**WHAT IS BEING ASKED**
Retype the data from the line with "the dog's black" up to and including the line with "x=33, y=510", keeping every character the same.

[begin STORED RECORDS]

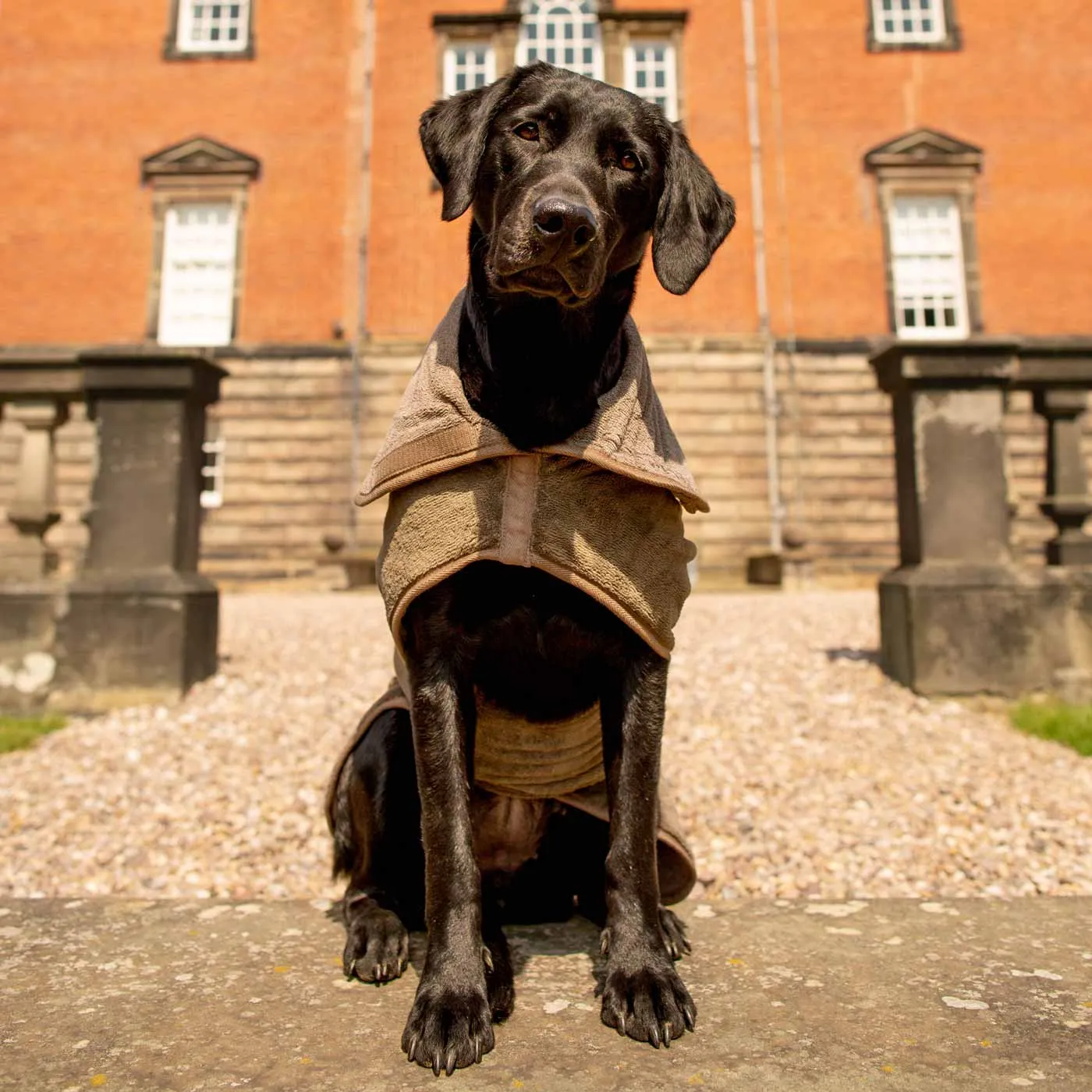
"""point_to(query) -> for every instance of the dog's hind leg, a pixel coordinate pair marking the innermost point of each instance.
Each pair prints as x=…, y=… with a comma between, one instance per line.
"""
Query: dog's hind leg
x=499, y=974
x=644, y=996
x=377, y=842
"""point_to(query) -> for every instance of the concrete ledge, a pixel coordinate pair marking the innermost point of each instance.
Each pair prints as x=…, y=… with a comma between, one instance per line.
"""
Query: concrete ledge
x=900, y=995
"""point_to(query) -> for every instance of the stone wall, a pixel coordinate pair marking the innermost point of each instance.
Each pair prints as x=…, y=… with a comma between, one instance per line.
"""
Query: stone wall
x=289, y=478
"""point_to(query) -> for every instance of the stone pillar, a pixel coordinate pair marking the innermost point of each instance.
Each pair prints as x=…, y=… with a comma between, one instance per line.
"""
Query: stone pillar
x=142, y=624
x=958, y=616
x=35, y=391
x=1066, y=502
x=34, y=509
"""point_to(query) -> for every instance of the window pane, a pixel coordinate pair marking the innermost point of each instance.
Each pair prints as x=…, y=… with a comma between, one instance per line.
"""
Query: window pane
x=562, y=25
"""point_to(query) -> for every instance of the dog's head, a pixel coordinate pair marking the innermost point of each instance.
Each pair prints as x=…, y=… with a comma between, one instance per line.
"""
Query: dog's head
x=568, y=177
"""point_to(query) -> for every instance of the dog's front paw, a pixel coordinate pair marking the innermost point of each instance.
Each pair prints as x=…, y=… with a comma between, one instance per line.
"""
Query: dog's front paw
x=647, y=1002
x=449, y=1026
x=377, y=944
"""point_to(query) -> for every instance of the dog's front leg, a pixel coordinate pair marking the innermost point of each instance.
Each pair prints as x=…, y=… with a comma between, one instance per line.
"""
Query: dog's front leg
x=644, y=996
x=449, y=1026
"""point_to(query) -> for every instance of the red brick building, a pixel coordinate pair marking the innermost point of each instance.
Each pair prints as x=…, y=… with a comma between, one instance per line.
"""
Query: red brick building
x=913, y=168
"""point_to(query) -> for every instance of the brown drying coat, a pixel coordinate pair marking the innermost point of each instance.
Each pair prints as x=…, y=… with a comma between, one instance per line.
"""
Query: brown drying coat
x=600, y=511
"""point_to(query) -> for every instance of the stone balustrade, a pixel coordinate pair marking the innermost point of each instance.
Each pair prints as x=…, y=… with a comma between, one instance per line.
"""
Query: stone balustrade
x=138, y=622
x=960, y=615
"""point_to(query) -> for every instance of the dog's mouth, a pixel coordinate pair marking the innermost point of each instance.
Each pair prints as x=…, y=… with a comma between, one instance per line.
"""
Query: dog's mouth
x=541, y=281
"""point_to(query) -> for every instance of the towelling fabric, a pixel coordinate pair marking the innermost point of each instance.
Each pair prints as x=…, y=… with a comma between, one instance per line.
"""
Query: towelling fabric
x=600, y=511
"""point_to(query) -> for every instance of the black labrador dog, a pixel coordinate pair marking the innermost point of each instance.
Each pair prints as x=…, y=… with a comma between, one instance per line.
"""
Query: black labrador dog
x=567, y=178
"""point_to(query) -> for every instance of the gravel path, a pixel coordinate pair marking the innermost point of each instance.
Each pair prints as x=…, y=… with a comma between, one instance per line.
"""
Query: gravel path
x=799, y=769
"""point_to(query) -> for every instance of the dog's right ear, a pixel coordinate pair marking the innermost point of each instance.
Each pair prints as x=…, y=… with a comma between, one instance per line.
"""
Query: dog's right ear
x=453, y=133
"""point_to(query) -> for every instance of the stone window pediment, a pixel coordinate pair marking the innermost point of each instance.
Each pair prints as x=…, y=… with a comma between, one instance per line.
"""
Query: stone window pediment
x=925, y=183
x=924, y=149
x=199, y=156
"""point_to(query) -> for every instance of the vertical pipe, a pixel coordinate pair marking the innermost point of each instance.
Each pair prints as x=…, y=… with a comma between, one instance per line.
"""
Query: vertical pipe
x=360, y=333
x=796, y=502
x=761, y=289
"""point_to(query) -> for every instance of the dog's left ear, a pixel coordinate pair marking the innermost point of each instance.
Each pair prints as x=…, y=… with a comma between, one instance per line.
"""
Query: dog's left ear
x=693, y=218
x=453, y=133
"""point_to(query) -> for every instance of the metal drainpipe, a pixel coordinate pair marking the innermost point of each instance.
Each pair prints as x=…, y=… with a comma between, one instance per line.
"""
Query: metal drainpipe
x=761, y=291
x=360, y=335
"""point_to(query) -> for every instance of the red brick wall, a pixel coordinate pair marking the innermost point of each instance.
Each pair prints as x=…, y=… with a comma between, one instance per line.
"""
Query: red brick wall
x=1019, y=87
x=85, y=95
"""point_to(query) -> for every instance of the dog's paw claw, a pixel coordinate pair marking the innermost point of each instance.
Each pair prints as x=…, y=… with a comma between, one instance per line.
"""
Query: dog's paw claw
x=448, y=1028
x=674, y=934
x=650, y=1004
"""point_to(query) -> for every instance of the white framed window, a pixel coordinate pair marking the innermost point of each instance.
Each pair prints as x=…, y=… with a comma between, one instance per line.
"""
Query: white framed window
x=909, y=22
x=197, y=286
x=649, y=68
x=212, y=466
x=467, y=65
x=565, y=33
x=213, y=27
x=927, y=270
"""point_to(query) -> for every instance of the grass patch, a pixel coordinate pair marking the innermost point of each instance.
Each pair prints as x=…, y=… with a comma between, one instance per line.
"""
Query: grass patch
x=18, y=732
x=1054, y=720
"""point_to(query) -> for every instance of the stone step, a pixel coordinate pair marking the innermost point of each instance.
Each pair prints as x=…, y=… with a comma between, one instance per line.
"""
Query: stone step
x=900, y=995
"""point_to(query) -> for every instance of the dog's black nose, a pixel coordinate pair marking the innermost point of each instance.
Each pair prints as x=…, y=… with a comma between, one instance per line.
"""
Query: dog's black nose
x=565, y=221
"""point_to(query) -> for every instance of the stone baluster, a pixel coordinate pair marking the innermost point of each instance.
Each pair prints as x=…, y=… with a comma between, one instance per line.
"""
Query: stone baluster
x=142, y=622
x=1066, y=502
x=33, y=510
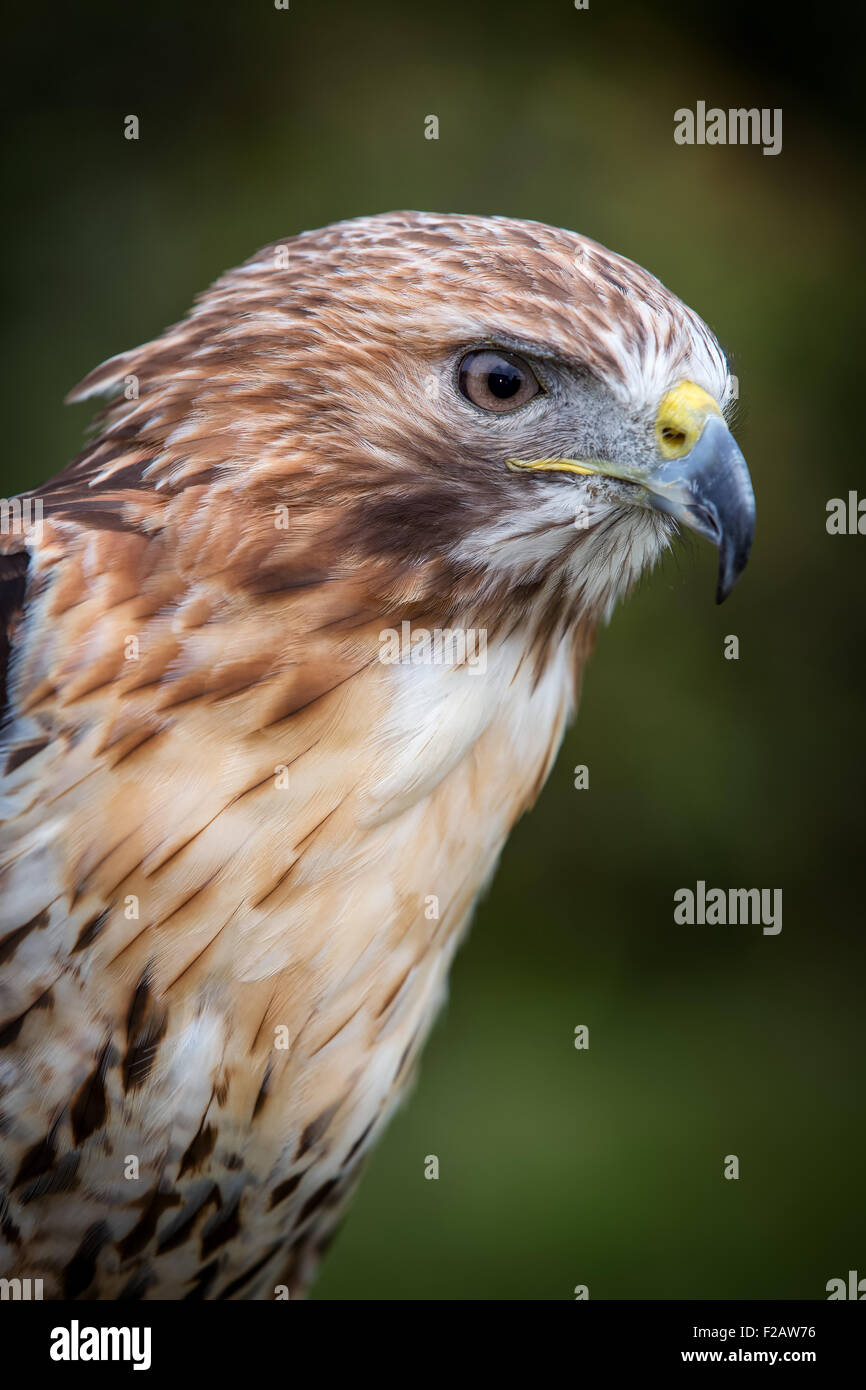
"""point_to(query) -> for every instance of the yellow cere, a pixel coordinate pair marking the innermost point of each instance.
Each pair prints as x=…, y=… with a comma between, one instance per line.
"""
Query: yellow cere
x=681, y=417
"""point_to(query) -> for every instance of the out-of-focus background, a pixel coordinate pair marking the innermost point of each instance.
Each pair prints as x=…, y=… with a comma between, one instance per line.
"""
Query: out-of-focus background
x=558, y=1166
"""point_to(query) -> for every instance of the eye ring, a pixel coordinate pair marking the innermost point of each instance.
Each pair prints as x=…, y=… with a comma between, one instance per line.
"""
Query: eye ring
x=496, y=381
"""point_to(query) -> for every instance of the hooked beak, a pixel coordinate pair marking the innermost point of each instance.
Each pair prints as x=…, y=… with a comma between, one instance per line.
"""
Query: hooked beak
x=702, y=478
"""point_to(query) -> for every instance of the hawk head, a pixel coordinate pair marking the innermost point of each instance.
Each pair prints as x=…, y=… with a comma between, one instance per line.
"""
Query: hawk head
x=489, y=413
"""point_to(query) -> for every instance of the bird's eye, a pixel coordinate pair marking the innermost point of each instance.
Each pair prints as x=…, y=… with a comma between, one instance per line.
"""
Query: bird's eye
x=496, y=380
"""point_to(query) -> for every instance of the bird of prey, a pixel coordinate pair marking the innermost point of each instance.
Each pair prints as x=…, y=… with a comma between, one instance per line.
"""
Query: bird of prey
x=242, y=830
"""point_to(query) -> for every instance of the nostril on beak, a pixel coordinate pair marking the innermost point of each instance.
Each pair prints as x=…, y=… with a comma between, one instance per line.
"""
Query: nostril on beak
x=681, y=417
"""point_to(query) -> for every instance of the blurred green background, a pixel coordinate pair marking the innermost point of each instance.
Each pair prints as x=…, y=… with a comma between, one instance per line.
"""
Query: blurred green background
x=556, y=1166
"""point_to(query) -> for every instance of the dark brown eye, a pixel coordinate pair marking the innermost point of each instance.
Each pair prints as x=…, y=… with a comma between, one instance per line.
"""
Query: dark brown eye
x=496, y=380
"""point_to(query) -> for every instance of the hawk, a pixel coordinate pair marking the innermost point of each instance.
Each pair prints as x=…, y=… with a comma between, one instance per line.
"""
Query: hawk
x=242, y=830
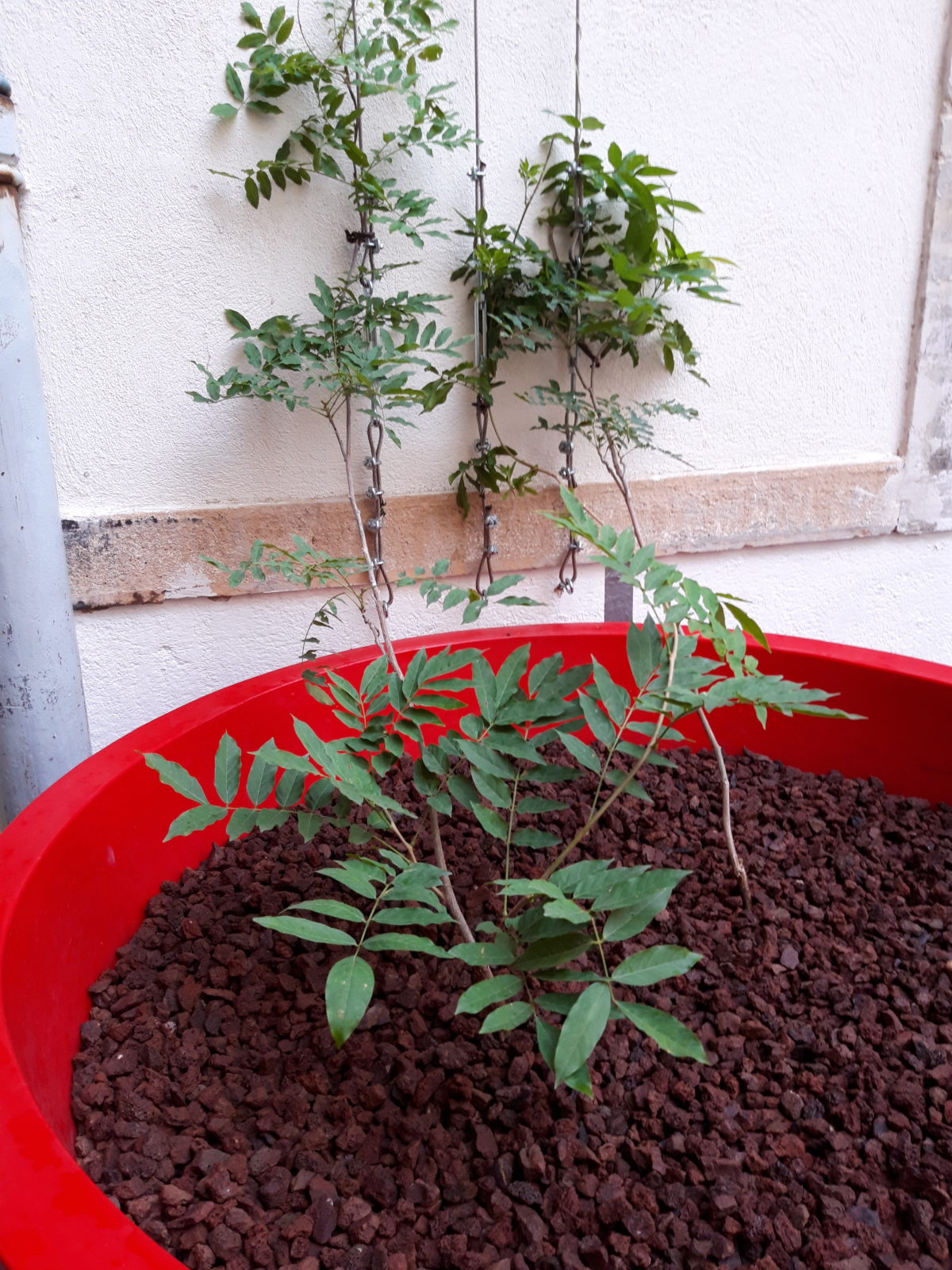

[end STORED RECORDS]

**WRITTEN RESPONSE**
"""point_to(query) -> for every instance of the dog's black nose, a pixel coordinate pair marking the innermost point of each instance.
Each pair prints as x=…, y=… with a comma between, one instance per line.
"""
Query: dog's black nose
x=565, y=221
"""point_to(query) -> for every instance of the stone baluster, a pixel coordinate pair marking the innermost point of each instance.
Each pair prints as x=…, y=… with a comma between, one instance per line.
"""
Query: stone baluster
x=142, y=622
x=1066, y=502
x=33, y=510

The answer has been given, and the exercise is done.